-- Start DATA ROWS --
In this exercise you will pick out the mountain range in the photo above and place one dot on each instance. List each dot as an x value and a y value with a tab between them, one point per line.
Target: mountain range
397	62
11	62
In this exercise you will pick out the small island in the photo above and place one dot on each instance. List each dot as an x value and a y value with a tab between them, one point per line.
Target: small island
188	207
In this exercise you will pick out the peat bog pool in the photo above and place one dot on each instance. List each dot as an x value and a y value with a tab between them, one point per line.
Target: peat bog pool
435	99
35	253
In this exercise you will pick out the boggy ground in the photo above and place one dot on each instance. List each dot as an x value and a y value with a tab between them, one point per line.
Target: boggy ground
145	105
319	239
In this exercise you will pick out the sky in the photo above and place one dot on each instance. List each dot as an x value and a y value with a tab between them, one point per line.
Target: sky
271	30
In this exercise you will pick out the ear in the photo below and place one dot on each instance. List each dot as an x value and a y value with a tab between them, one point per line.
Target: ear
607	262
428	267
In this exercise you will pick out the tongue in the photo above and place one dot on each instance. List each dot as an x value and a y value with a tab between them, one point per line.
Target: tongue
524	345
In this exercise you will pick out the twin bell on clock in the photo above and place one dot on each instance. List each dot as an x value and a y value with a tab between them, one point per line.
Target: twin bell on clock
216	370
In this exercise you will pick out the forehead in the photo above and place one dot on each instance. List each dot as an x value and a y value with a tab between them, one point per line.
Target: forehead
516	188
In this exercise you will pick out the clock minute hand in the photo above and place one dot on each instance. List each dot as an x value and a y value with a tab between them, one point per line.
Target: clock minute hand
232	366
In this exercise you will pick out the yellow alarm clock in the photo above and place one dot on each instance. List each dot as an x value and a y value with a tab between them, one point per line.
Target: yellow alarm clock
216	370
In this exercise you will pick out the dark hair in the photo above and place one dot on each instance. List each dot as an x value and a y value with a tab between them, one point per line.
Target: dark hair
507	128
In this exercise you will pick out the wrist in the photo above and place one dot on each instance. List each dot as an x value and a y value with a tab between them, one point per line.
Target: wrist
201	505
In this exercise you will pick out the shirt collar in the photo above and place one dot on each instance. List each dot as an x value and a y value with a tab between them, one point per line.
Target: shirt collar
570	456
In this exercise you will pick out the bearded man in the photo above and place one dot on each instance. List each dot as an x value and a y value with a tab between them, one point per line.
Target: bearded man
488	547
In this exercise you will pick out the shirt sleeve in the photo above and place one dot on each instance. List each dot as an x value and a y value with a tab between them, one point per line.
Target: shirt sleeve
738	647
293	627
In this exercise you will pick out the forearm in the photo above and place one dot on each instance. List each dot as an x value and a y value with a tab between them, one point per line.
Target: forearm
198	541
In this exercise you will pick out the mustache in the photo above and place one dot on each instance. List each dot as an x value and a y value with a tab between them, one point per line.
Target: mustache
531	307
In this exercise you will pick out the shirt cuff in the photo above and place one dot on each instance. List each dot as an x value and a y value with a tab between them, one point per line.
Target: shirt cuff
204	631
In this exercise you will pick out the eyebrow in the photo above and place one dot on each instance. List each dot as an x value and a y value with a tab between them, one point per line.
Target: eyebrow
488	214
-- End DATA ROWS --
▸ **WORK TO COMPLETE**
Pull every line from the listing above and reproduce each one word for word, in the same order.

▸ **SOLUTION BELOW**
In this exercise you will pick out the mountain range in the photo above and place one dot on each instance. List each dot as an x value and a y value with a tab between them, one point per line.
Target: mountain range
397	62
11	62
In this exercise you will pick out the small island in the photo above and place one dot on each instance. List each dot as an x value and a y value with a tab between them, one point per line.
Target: small island
188	207
In this exercise you will pick out the peat bog pool in the photo above and place one dot on each instance. List each dot as an x value and a y value with a tab between them, one point per line.
Target: peat bog pool
435	99
35	253
In this exercise you will pick out the boggy ground in the photo above and place one dot on each instance. List each dot as an x value and a y value with a tab between them, one point per line.
Target: boggy ground
145	105
319	239
In this exercise you will pick out the sky in the photo above and place one dot on each instance. List each dot as an x value and a y value with a tab between them, one point per line.
Target: sky
271	30
In this exercise you will pick out the ear in the photo below and place one dot on each instance. List each dot as an x value and a y value with a tab between them, one point per line.
Target: ear
607	262
428	267
In this exercise you will pick out the tongue in the photo above and place one dot on each instance. List each dot as an x value and a y value with a tab between them, one point per line.
Target: tongue
524	345
In this exercise you will pick out the twin bell on clock in the photo above and place one dot on each instance. List each dot as an x value and a y value with a tab between them, one point per line.
Target: twin bell on clock
216	370
In this exercise you will pick out the forehead in the photo above and place one dot on each instance. List each dot as an x value and a y value with a tab between them, one point per line.
Target: forehead
516	188
In this exercise you will pick out the clock minute hand in the photo above and place one dot on each instance. List each dot as an x value and a y value with a tab between them, one point per line.
Target: clock minute hand
232	366
In this exercise you will pick out the yellow alarm clock in the photo above and place one dot on each instance. List each dot as an x value and a y value with a tab between them, one point per line.
Target: yellow alarm clock
216	370
In this exercise you will pick out the dark hair in the photo above and place one dot on each instance. List each dot as an x value and a y value with a tab between them, one point per line.
Target: dark hair
507	128
In this exercise you will pick out the wrist in the photo above and place one dot on each instance. List each dot as an x value and a y value with a tab between them, one point per line.
Target: wrist
201	505
In this exercise you will pick out the shirt collar in the photo above and place one dot on each instance. List each dot as an x value and a y value with a tab between them, one point per line.
Target: shirt collar
570	456
In this exercise you will pick out the bearded man in the photo above and place one dot on each instance. List each dot as an x value and a y value with a tab between them, one point per line.
Target: bearded man
488	547
In this exercise you will pick out the shirt sleeve in the photo above and place one dot on each instance. List each dot as an x value and a y value with a tab between them, one point per line.
Target: shirt sleeve
738	647
293	627
In this exercise you will pick out the forearm in the photo above and place one dot on each instance. List each dot as an x value and a y value with a tab between them, one point per line.
Target: forearm
198	541
In this exercise you will pick out the mustache in the photo above and place one dot on each instance. List each dot as an x value and a y value with a tab between them, one point per line.
Target: mustache
531	307
In this exercise you will pick out the shirt cuff in the photo above and place one dot on each instance. List each dot as an x value and a y value with a tab between them, one point per line.
Target: shirt cuff
204	631
In this exercise you will pick out the eyebrow in the photo above and place one dot on each instance. List each dot as an x value and a y value with a tab between them, one point per line.
Target: eyebrow
488	214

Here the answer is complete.